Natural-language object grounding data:

########################################

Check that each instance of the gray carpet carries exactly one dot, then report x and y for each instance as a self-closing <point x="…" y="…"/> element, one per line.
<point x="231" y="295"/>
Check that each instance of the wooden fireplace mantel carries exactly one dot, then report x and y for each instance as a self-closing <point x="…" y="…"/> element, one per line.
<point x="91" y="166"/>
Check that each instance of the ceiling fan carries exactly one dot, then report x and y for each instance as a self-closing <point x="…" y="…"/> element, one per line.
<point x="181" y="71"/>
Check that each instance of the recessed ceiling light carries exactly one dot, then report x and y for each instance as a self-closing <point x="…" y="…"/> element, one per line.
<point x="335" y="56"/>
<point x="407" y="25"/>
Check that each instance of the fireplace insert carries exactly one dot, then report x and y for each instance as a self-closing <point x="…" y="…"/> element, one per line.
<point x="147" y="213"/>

########################################

• About this task: All entries shown above should be printed again exactly.

• The answer:
Check that each instance of the gray carpet carries exactly one dot, then report x and y for each instance as a self-closing <point x="…" y="…"/> element, one per line.
<point x="231" y="295"/>
Check that each instance of the wooden fireplace mantel carries exactly one dot, then report x and y for each instance as a self-closing <point x="…" y="…"/> element, one per line.
<point x="91" y="166"/>
Check that each instance of the ceiling fan carries exactly one dot, then report x and y for each instance as a self-closing <point x="…" y="…"/> element, one per line.
<point x="181" y="71"/>
Check that each instance of the recessed ceiling light carries exactly one dot, then report x and y for each instance as a self-closing <point x="…" y="…"/> element, one per line.
<point x="335" y="56"/>
<point x="407" y="25"/>
Check that each instance of the fireplace insert carries exactly one dot, then report x and y for each instance as a self-closing <point x="…" y="…"/> element, one per line.
<point x="147" y="213"/>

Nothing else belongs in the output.